**READING PASSAGE**
########

DEFAULTERS DEBTORS / FORCED ONTO VENTILATOR: DEAD OR NOT

The Master Circular introduced by the RBI has given creditor banks a powerful weapon for resolving distressed assets by shutting out access to credit within the Indian financial system for a borrower 

While the Master Circular on Wilful Defaulters has been devised to address the growing menace of overwhelming NPAs, suddenly several grey shades of this circular, have sprung out of the box, including the question on its very constitutionality and legal validity

While addressing a press conference on the bi-monthly monetary policy review, Dr. Raghuram Rajan stated that the inflation rate in India is different from the rest of the world, as the real value of the Rupee keeps changing. Therefore, the nominal value of rupee at some point has to adjust to that situation unless productivity also pulls up in the economy. There are lot of market forces which determine the fundamental value of the rupee; one such force is “investment”. It is an admitted fact that Credit depends on investment. The more the investment, the higher will be the credibility, which will create credit availability. But investment can only be made if the investor has money to invest. For facilitating and motivating such investment, the banks are there to lend money as loans to those investors. However, what will happen if such loans are not repaid? What will be the consequent effect of such bad debt on the creditor bank as well as the other borrowers?

Does it not suffice to say that the banking institutions will collapse? In the present scenario, the rampant siphoning of funds and defaults in the repayment of loans is playing with the tolerance of the RBI. The growing trends of Non-Performing Assets (NPAs) at an alarming rate of 2.27 lakh crores in 2014 as against 1.64 lakh crores in 2013 and approx 26,000 crores’ dues yet to be recovered by the banks demanded interference of the apex financial institution into the probe.

As a result of this, the RBI in its stringent step has introduced the term “wilful defaulter” by the Master Circular dated 1st July, 2013. This circular has given a powerful weapon in the hands of creditor banks for resolving distressed assets by shutting out access to credit within the Indian financial system for a borrower. As pointed out by Dr. Rajan, the objective of the Master Circular is not to stand in the way of market forces leading to surplus investments but to curb fraud and pave the way for effective investment through transparent procedure.

All these acts undertaken by the RBI are an execution of those issues and grey areas pointed out by Dr. D. Subbarao in the UPA-led government which had failed to transform into a reality because of the clash between the apex bank and the finance ministry. Dr. Rajan has managed the fallout well and rolled out further nuanced policy measures.

########

**DATA BLOCK**

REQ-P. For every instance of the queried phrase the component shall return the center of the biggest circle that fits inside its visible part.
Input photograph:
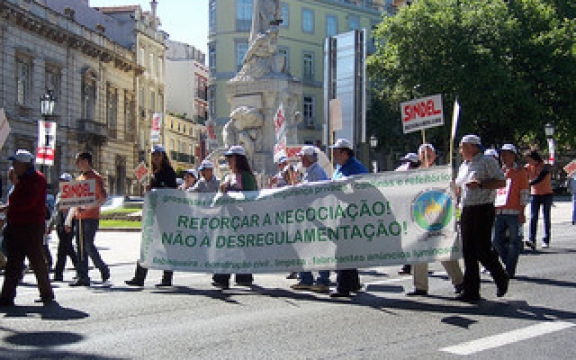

########

**EXERCISE 1**
List every sum of money that the article on wilful defaulters states.
**EXERCISE 2**
Reproduce the part of the article on wilful defaulters starting at "As a result" and ending at "through transparent procedure.".

**SOLUTION 1**
- 2.27 lakh crores
- 1.64 lakh crores
- approx 26,000 crores

**SOLUTION 2**
As a result of this, the RBI in its stringent step has introduced the term “wilful defaulter” by the Master Circular dated 1st July, 2013. This circular has given a powerful weapon in the hands of creditor banks for resolving distressed assets by shutting out access to credit within the Indian financial system for a borrower. As pointed out by Dr. Rajan, the objective of the Master Circular is not to stand in the way of market forces leading to surplus investments but to curb fraud and pave the way for effective investment through transparent procedure.